PROMPT -> Locate the line that contains "Keep to these rules. Indicate every instance of the blue sky". Print it and each following line through the end of the listing, verbatim, and nothing more.

Entries from a dataset:
** Begin **

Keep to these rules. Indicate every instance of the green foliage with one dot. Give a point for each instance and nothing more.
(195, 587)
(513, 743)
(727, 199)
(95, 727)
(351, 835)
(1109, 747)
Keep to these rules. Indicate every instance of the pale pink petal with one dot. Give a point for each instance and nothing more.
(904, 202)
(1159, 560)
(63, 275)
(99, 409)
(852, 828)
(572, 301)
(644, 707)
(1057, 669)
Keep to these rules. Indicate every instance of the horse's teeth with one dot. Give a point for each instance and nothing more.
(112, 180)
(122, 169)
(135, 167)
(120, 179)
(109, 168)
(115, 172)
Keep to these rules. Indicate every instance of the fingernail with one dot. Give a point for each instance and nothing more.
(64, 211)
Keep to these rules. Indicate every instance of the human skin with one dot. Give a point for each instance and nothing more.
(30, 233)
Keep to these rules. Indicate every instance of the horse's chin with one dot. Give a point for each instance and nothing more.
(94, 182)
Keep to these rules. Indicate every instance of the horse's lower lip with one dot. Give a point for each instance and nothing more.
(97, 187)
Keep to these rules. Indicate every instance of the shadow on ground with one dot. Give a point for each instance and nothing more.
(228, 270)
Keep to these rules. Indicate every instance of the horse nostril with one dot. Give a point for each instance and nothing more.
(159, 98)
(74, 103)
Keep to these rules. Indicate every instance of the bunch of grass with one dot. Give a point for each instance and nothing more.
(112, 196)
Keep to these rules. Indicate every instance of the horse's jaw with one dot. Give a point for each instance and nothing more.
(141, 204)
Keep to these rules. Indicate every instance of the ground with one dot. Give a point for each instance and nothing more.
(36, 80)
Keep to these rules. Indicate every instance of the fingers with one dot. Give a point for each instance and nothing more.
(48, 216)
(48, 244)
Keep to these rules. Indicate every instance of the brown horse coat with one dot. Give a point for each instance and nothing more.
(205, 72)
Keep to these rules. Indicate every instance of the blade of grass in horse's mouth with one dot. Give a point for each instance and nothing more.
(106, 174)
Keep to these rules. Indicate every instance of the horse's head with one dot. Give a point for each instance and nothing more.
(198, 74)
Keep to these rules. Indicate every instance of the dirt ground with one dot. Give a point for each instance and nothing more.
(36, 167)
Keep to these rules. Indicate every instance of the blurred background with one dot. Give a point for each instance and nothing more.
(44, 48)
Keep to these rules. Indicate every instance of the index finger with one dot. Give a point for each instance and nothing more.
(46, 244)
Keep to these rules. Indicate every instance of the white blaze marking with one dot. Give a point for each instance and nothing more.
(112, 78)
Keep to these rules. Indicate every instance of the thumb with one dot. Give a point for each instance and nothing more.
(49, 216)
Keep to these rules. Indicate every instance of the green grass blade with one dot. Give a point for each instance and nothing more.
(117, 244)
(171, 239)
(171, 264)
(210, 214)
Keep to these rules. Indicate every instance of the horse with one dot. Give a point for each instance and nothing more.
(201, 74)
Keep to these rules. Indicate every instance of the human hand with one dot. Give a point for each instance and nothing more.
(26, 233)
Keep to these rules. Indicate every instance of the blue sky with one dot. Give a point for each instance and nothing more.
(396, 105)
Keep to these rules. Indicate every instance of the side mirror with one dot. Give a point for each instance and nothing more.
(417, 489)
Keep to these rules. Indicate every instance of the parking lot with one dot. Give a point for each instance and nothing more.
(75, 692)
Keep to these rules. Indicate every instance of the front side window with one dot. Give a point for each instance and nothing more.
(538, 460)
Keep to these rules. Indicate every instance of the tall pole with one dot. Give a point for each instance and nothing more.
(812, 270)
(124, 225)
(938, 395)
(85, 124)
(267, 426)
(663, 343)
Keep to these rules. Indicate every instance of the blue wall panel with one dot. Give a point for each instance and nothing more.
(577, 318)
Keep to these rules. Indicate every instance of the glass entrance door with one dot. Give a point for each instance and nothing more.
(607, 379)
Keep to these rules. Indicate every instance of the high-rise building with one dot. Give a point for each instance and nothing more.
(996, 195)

** End **

OUTPUT ->
Keep to these rules. Indicate every instance of the blue sky with one dot. Give a point for each instance and nothing more.
(396, 105)
Keep to these rules. Indicate every instance of the side mirror with one dot. Give a point for each instance and nothing more.
(417, 489)
Keep to these rules. Indicate every instance of the parking lot with one dot. Give a point for each instance and nothing more.
(75, 692)
Keep to these rules. Indicate every instance of the front side window with one dot. Give a point for each instance and nothing more.
(538, 460)
Keep to these rules. Indicate every instance of the tall pole with one dot. Give a point for each instance and nothing more.
(812, 270)
(124, 225)
(938, 395)
(85, 124)
(267, 426)
(663, 343)
Keep to these rules. Indicate every instance of the blue wall panel with one dot. Give a point for each instance and nothing more.
(577, 318)
Keep to these rules. Indicate every instance of the glass entrance door with one dot. Give a point for each instance and nothing more.
(607, 379)
Keep to these rules. Indicate every instance of the high-rise building with one dot. Give a point for each instance and nothing more.
(996, 195)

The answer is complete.